GIVEN INSTRUCTION A — Please swap "concrete" for "cement" in the rows covering everything from the line containing "Exercise. Pin every instance of the blurred" down to the end of the rows, and change nothing else. Leave the pictures out of the answer.

SOURCE PASSAGE —
•••••
Okay. So even if the oil price is to remain at these levels for the rest of the year, you don't see any meaningful reduction in the borrowing base in the RBL?

Mike Nicholson

Correct.

Operator

Thank you. And our next question comes from Julian Beer of SEB. Go ahead, your line is open.

Julian Beer

Excellent results; fantastic. Questions on Grieg, if I may, to start with. Just to confirm, did you say that you hit 26 meters of net oil pay with that WI well?

Alex Schneiter

Yes, that's correct. We were anticipating 3 meters of net pay because it was a water injection and we wanted to hit it, mainly below the oil water contact. And it came higher. And so 23 meters higher top reservoir and 26 meters of net pay at that particular location, yes.

Julian Beer

So will your plan be to complete below the oil water contact, or will you -- is there any way that you can actually produce any of those volumes?

Alex Schneiter

Well, as far as the water injection goes, it's a water injection so we're going to -- it's complete and it's injecting water. As far as the additional barrels, as I said, we're going to drill the second injectors, assess probably we will have to re-map the structure towards the Western side and of course, the plan will be then to look at recovering those barrels, but that's early days now.

Julian Beer

Okay. But you don't risk isolating those volumes by injecting directly below that?

Alex Schneiter

No, not at all.

Julian Beer

Okay, good. It's a while since I've done any reservoir engineering, as you can probably hear. On that point, I'm a little bit confused about the reservoir dynamics at Grieg. I think earlier in the year you said that, because of the excellent productivity of the reservoir you were having to choke back the existing producers until you got injected volumes into the reservoir. But now you seem to be saying that the pressure response is better than expected on the fields. Are you actually choking back those existing producers, pending re-pressurization of the reservoir?
•••••
EXCERPTED DATA —
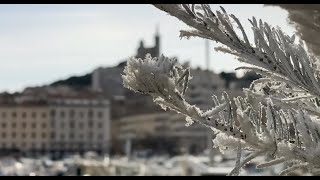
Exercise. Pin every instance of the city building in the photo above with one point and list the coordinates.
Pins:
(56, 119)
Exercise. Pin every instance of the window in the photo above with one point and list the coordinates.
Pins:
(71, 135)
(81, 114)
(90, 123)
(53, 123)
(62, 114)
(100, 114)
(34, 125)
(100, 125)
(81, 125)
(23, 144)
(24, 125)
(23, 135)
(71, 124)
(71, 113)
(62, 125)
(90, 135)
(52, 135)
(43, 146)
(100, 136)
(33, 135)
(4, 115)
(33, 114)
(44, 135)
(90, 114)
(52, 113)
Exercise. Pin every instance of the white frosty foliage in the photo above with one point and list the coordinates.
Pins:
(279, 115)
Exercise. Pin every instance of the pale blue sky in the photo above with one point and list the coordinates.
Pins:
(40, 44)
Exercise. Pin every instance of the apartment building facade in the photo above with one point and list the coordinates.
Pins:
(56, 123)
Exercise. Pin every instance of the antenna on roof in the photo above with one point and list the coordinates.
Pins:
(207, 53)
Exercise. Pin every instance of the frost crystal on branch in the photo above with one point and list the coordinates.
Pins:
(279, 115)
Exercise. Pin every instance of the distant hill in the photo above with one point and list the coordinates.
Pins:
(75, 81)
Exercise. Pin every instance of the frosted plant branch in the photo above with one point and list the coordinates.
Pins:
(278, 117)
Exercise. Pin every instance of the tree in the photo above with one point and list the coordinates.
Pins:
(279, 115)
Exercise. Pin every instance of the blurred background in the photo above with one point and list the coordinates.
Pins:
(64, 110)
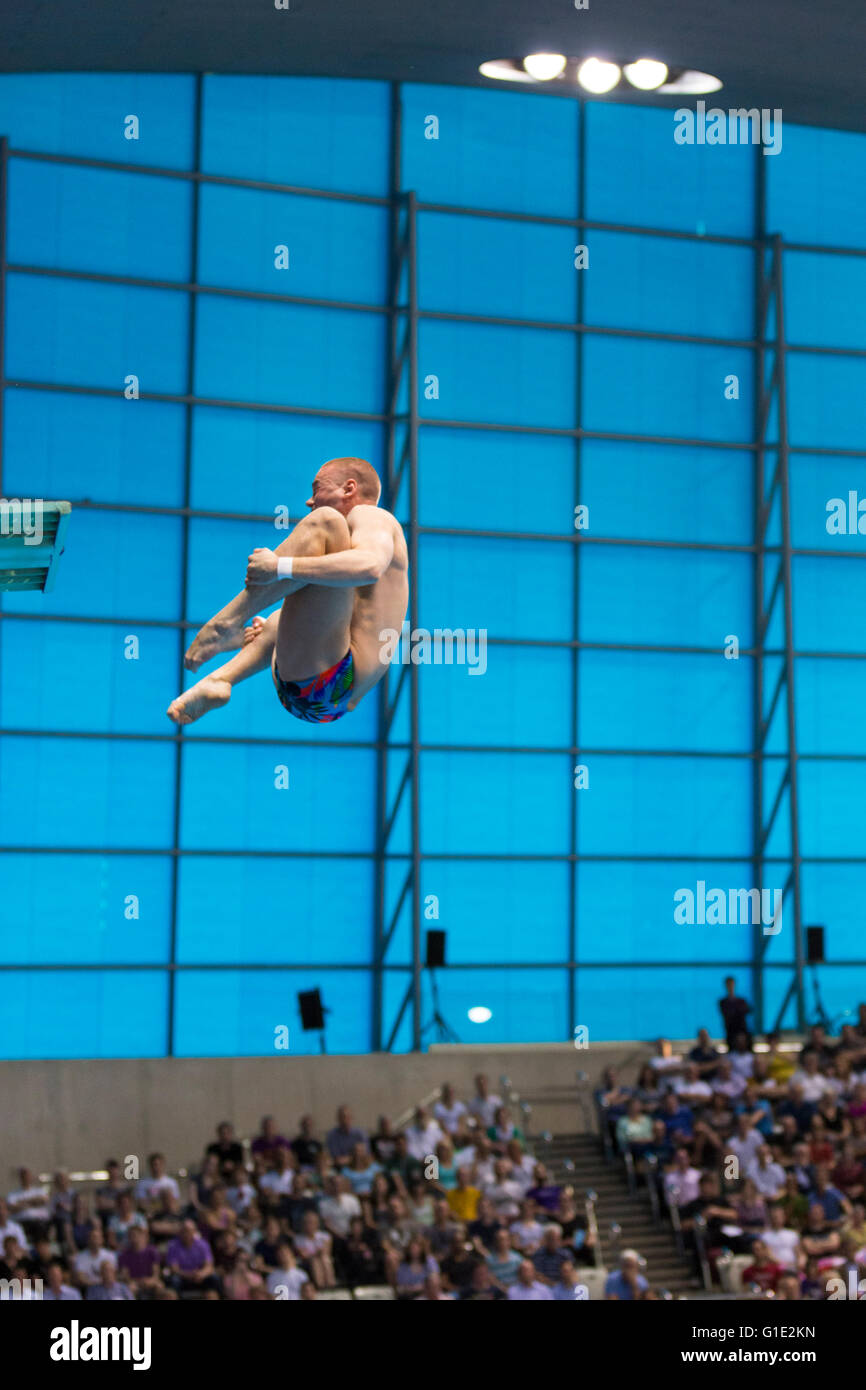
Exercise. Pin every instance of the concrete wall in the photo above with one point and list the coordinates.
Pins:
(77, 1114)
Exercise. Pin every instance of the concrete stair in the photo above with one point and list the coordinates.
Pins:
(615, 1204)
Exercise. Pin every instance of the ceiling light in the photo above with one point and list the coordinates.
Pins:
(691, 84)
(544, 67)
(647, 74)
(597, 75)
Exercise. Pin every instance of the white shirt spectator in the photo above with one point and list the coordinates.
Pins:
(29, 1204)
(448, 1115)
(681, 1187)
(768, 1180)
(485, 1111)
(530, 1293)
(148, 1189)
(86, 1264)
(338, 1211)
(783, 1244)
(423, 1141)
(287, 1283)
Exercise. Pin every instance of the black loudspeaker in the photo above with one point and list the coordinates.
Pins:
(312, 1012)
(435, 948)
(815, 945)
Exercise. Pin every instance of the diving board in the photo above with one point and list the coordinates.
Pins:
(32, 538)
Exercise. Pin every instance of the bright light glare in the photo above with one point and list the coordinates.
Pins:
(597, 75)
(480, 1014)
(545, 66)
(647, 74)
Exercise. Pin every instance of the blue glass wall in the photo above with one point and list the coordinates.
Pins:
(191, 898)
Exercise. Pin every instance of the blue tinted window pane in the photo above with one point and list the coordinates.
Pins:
•••••
GIVEN INSTRUCTION B — According to the call transcript, how many meters of net pay were anticipated at the Grieg water injection well?

FINAL ANSWER A —
Exercise. Pin every instance of the blurred background in the photo above with one point and list the coordinates.
Pins:
(64, 110)
Exercise. Pin every instance of the cement wall in the photo above with one point and list the coordinates.
Pins:
(77, 1114)
Exercise. Pin every instance of the cement stair in the photo above with one point and list the coordinates.
Pins:
(615, 1204)
Exercise. Pin every instance of the ceiling light in the photo above with one point and list the coordinates.
Pins:
(691, 84)
(544, 67)
(647, 74)
(597, 75)
Exercise. Pin every instance of the white shirt spectator in the photo above with one point and list the coordinates.
Pins:
(29, 1204)
(448, 1115)
(681, 1187)
(768, 1180)
(485, 1111)
(530, 1293)
(148, 1189)
(86, 1264)
(338, 1211)
(783, 1244)
(423, 1141)
(287, 1283)
Exercise. Pin every instance of the black loudspeaker in the photo above with one point and list the coordinates.
Pins:
(312, 1012)
(435, 948)
(815, 945)
Exercise. Pin every instance of the diving board in the photo above with one point and list the coordinates.
Pins:
(32, 538)
Exercise. Pin every instance of the bright light glare in the photo above with one point and list the coordinates.
Pins:
(597, 75)
(480, 1014)
(545, 66)
(647, 74)
Exercise. Pin every instance of the blue glass wall in the photo above with one point and list the coordinates.
Pins:
(191, 898)
Exercise. Pin every instance of the blue tinted window pane in the photo above with one point and list the coordinates.
Pins:

FINAL ANSWER B — 3 meters.